#### [Quoted passage]
◆ ◆ ◆ ◆ ◆ ◆ ◆
Interview I gave to Roba Al-Assi, for NOX magazine, in Amman, Jordan. Thank you, Roba.

Brazilian cartoonist and political activist Carlos Latuff visited Amman last month to present his groundbreaking work on his favourite subject: Palestine

Issue: Jun, 2009

“Why the hell is a bourgeois publication interested in interviewing a pro-Palestinian cartoonist?” asks the skinny 40-something in a black and white keffiyeh. If it wasn’t Carlos Latuff, the now legendary Brazilian political cartoonist, we might have been offended. But for a man who has made a career championing a political cause some 15,000 kilometres away from the home he shares with his working class parents in Rio de Janeiro, a cup of tea is probably a means of capitalist oppression. And having avoided the temptation to question why being pro-Palestinian and bourgeois were somehow mutually exclusive – he might want to visit Abdoun to appreciate how many Palestinians have successfully graduated from the refugee camp – we managed to convince him that as Arabs, some of us actually Palestinian, the NOX staff does care rather a lot about the 40-year occupation. Maybe even as much as he does.

Bad first impressions aside, we moved to a comfortable spot in Darat al-Funun, the scene of an exhibition and talk, and he proved more than willing to discuss his career-long commitment to the cause. “I am an ordinary guy,” he says. “There is nothing special about me. The special thing in this whole formula is the Palestinian people. They transform ordinary people to pro-Palestinian activists – this is why I am here, this is why I am now displaying my art in Amman. It’s the Palestinians. Me, I am just ordinary.”

A crowd of well-over 500 people who attended the event would no doubt dispute his claims of “ordinariness”. Latuff, a cartoonist from Brazil, came to focus almost exclusively on Palestine after his visit to Hebron in 1998 and a conversation with a local man. “Khalid Idriss did not know me, neither knew what I did for a living,” he explained in the talk. “To him I was someone from the outside and his story can be echoed through me. So he invited me to his home. He took out his wallet and started pulling out broken teeth,” Latuff recounted passionately. “I said, ‘Jesus Christ, what is this?’ And he said, ‘It’s all the teeth I lost to the butts of the M16s of both Israeli settlers and soldiers.’ He then brought his teenage daughter and lifted her shirt off her back to show me all the scars and wounds. So I promised him to get his story out. Today, I am still keeping my word.”
◆ ◆ ◆ ◆ ◆ ◆ ◆
#### [Data to use]
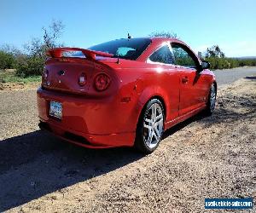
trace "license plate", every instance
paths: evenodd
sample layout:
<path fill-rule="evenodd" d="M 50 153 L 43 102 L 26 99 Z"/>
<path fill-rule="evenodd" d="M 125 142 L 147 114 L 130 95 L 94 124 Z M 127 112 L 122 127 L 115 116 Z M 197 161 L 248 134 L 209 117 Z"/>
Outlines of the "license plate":
<path fill-rule="evenodd" d="M 49 102 L 49 115 L 61 119 L 62 117 L 62 105 L 56 101 Z"/>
◆ ◆ ◆ ◆ ◆ ◆ ◆
#### [Tasks for this exercise]
a. Present the listing as a two-column CSV with the columns request and outline, one row for each entry, where each field is quoted and any line breaks become spaces. Leave the pictures out.
b. Carry the interview with Carlos Latuff forward from the point where it stops.

#### [Answers to the problems]
a.
request,outline
"trace ""license plate"", every instance paths: evenodd sample layout: <path fill-rule=""evenodd"" d=""M 50 153 L 43 102 L 26 99 Z""/> <path fill-rule=""evenodd"" d=""M 125 142 L 147 114 L 130 95 L 94 124 Z M 127 112 L 122 127 L 115 116 Z M 197 161 L 248 134 L 209 117 Z""/> Outlines of the ""license plate"":","<path fill-rule=""evenodd"" d=""M 49 102 L 49 115 L 61 119 L 62 117 L 62 105 L 56 101 Z""/>"

b.
NOX: You were one of the top finishers in Iran’s 2006 International Holocaust Cartoon Competition. Aren’t you afraid of being accused of being anti-Semitic?

Carlos Latuff: Of course, I was bashed as a racist and anti-Semite. But have you seen the cartoon that won? It does not deny the holocaust, but actually reaffirms it. Today, we are witnessing a whole new holocaust against the Palestinians, and yet you can’t even say that in the media. I don’t care if people call me anti-Semitic, and I don’t care about what people think of me; I care about the Palestinians. It’s really amazing that when the Western media heard about the International Holocaust Cartoon Competition, they all cried “Rage!”. Just a few weeks earlier, they were defending “freedom of speech” over the Mohammad cartoon incident. Their double standards were exposed, and I saw a good a chance to make a point about the Palestinian cause.

NOX: Have you had many problems with censorship?

CL: In 2002, the Independent Media Centre in Switzerland was shut down over claims of anti-Semitism after they published my series “We are all Palestinians”. The cartoons portrayed Jews in the Warsaw Ghetto, Black South Africans, Native North Americans and Tibetans in China. All of these groups are drawn saying, “I am Palestinian”. A few months later, police in Israel arrested the editor. I have not only dealt with censorship, but also with police brutality, and blacklisting. I can’t visit Palestine because of my cartoons.

NOX: You sometimes need to rely on stereotypes to make the average person understand, but stereotypes can also be clichés. How do you create a balance?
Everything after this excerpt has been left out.